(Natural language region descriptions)
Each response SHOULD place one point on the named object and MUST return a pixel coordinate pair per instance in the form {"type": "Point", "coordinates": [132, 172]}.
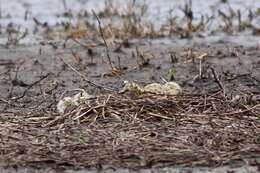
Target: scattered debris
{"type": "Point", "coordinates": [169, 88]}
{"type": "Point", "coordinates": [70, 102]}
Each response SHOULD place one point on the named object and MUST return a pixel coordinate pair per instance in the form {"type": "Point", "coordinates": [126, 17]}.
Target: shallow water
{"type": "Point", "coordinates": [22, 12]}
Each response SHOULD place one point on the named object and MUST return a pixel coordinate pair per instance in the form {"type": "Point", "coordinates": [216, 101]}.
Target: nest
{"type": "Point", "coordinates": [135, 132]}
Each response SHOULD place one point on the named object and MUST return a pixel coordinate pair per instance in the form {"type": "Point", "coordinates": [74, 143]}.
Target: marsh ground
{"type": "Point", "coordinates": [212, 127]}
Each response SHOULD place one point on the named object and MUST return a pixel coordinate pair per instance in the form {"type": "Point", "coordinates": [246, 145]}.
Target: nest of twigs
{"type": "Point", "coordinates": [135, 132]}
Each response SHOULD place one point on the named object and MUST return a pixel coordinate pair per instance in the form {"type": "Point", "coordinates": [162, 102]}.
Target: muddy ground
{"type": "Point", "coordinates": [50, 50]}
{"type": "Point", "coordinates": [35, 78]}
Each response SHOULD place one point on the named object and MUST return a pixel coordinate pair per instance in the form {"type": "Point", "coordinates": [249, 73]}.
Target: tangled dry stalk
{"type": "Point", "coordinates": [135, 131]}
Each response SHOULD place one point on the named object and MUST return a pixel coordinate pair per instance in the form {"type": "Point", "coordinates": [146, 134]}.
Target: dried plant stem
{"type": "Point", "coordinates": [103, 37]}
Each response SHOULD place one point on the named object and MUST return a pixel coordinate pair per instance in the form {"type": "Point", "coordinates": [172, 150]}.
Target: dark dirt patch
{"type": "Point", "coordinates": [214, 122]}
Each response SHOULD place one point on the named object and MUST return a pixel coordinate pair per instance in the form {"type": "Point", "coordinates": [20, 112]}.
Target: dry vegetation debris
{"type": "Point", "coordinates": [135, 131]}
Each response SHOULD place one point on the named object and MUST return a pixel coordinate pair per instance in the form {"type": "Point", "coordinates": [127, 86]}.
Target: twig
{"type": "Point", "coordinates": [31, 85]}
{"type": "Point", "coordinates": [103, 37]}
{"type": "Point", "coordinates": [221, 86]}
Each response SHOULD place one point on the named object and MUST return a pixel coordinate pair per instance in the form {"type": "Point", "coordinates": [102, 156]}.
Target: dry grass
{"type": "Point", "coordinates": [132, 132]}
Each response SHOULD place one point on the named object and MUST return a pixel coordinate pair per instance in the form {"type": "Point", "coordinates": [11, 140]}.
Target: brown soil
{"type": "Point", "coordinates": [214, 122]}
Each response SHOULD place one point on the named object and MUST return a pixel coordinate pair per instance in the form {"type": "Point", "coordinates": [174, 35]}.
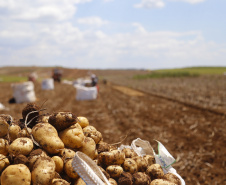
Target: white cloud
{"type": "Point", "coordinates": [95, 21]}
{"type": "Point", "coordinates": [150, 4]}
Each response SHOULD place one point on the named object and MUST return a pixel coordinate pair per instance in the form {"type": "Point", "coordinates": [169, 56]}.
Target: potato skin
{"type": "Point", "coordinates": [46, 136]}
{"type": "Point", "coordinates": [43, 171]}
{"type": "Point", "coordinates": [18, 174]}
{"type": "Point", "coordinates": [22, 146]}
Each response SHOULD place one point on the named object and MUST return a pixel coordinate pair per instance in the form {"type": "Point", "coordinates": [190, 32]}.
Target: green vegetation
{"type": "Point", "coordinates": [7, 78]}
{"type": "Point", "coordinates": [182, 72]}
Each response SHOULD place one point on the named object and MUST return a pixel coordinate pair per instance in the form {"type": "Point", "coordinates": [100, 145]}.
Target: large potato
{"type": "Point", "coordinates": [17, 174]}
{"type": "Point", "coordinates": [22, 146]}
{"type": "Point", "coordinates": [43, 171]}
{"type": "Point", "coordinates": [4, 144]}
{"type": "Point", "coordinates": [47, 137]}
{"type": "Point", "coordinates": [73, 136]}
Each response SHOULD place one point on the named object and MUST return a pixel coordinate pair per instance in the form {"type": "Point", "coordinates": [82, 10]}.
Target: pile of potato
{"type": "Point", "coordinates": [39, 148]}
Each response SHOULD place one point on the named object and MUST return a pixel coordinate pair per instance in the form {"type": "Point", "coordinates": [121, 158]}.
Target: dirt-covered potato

◆ **Task details**
Set down exactly the line that holds "Target: pile of potato" and all lines after it to the end of the data.

◆ **Output for this task**
Target: pile of potato
{"type": "Point", "coordinates": [39, 148]}
Each response SHOULD place one point on the named object and MUST return a pixel coordinate pair per instance in the form {"type": "Point", "coordinates": [121, 158]}.
Target: dirt-covered potato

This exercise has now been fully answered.